● **Ausgangstext**:
· · · ·
Das Waldsterben schockte in den 1980ern nicht nur Umweltaktivisten. Foto: Zentralbild

Ob Wald- oder Artensterben: Prognosen zu Umweltkatastrophen bewahrheiten sich selten.

Stuttgart - Vor 30 Jahren schockierte das Waldsterben die Deutschen. Man ging davon aus, dass bald kein Baum mehr stehen würde. Ein Anlass, mal nachzuschauen, was aus den beliebtesten Öko-Katastrophen der 80er Jahre geworden ist.

Wie die Welt bis heute überleben konnte, ist ein Rätsel. Vorherzusehen war das nicht. Vor 30 Jahren konnte man eine beliebige Zeitung aufschlagen: Es gab mindestens eine Karikatur, die entlaubte Bäume zeigte, gern auch rauchende Schlote und Giftmüllfässer. Bestimmt aber eine Uhr, auf der es fünf vor zwölf war. Die Post legte einen drauf und brachte die Briefmarke "Rettet den Wald" heraus: mit Uhrzeigern auf vier vor zwölf. Die Zukunft würde grau werden, der Schwarzwald sterben, so viel stand fest.
· · · ·
● **Fragen**:
**a)** Welchen Anlass nennt der Ausgangstext dafür, nachzuschauen, was aus den beliebtesten Öko-Katastrophen der 80er Jahre geworden ist? Antworten Sie in ein bis drei Sätzen.
**b)** Geben Sie den Abschnitt des Ausgangstexts, der mit den Worten "Ob Wald- oder" beginnt und mit "Jahre geworden ist." endet, erneut wieder und setzen Sie dabei "Menschen" an die Stelle von "Deutschen".
**c)** Auf welche Uhrzeit standen laut Ausgangstext die Uhrzeiger auf der Briefmarke "Rettet den Wald"?
· · · ·
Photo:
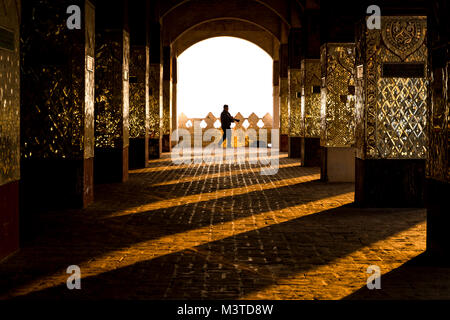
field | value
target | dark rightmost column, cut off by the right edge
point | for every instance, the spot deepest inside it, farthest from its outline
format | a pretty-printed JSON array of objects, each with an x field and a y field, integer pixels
[{"x": 438, "y": 147}]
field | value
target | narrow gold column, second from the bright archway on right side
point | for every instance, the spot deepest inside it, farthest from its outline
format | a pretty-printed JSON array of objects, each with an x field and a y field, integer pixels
[{"x": 294, "y": 102}]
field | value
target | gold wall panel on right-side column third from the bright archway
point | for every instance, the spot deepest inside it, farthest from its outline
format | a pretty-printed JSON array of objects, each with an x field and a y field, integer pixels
[{"x": 310, "y": 101}]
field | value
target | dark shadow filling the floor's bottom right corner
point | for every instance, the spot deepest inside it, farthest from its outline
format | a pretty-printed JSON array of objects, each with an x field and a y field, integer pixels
[{"x": 420, "y": 278}]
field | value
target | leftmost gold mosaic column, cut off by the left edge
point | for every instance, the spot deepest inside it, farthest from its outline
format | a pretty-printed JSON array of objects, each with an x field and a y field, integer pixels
[{"x": 9, "y": 127}]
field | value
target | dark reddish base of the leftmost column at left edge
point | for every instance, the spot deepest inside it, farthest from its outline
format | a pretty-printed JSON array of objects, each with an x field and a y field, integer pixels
[{"x": 9, "y": 219}]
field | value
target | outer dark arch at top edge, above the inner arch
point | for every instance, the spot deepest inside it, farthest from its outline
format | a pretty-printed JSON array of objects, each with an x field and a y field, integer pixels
[{"x": 176, "y": 22}]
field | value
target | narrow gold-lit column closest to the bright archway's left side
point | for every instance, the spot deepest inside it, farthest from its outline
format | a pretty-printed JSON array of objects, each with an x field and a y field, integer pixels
[{"x": 166, "y": 100}]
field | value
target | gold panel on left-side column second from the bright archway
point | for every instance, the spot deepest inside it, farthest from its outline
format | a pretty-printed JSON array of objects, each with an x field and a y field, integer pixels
[{"x": 154, "y": 105}]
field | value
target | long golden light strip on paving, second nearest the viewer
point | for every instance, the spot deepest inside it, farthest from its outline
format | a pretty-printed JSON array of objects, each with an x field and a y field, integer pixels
[{"x": 185, "y": 241}]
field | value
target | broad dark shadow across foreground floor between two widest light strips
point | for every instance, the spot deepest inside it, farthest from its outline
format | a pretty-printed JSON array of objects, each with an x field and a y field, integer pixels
[{"x": 245, "y": 263}]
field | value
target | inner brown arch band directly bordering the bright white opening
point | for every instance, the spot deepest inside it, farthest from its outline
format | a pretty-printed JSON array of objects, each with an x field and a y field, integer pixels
[{"x": 231, "y": 28}]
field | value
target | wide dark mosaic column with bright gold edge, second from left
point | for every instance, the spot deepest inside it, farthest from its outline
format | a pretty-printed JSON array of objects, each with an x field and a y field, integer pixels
[{"x": 57, "y": 108}]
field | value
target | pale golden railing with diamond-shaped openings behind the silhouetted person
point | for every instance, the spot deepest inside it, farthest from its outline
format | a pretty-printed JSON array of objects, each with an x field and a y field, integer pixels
[{"x": 249, "y": 132}]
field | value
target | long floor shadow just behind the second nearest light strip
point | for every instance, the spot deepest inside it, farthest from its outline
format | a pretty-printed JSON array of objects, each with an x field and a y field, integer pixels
[{"x": 75, "y": 237}]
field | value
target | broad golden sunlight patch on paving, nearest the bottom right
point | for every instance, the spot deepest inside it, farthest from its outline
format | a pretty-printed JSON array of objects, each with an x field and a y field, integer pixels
[{"x": 348, "y": 273}]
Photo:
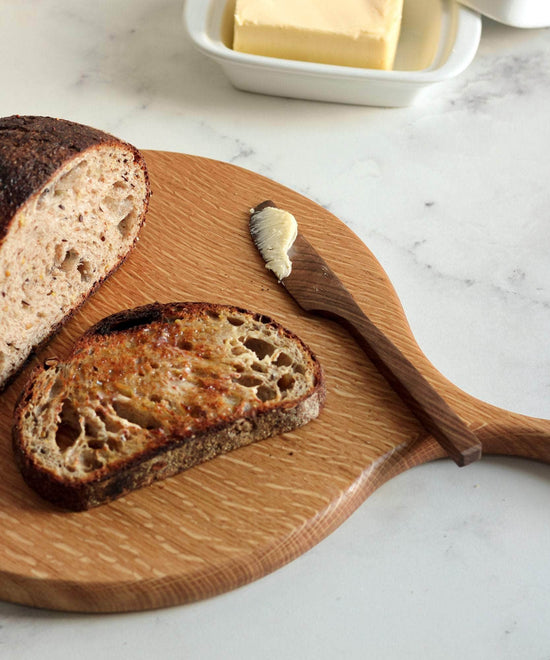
· · · ·
● **Lösungen**:
**a)** Vor 30 Jahren schockierte das Waldsterben die Deutschen. Man ging damals davon aus, dass bald kein Baum mehr stehen würde.

**b)**
Ob Wald- oder Artensterben: Prognosen zu Umweltkatastrophen bewahrheiten sich selten.

Stuttgart - Vor 30 Jahren schockierte das Waldsterben die Menschen. Man ging davon aus, dass bald kein Baum mehr stehen würde. Ein Anlass, mal nachzuschauen, was aus den beliebtesten Öko-Katastrophen der 80er Jahre geworden ist.

**c)** Auf vier vor zwölf.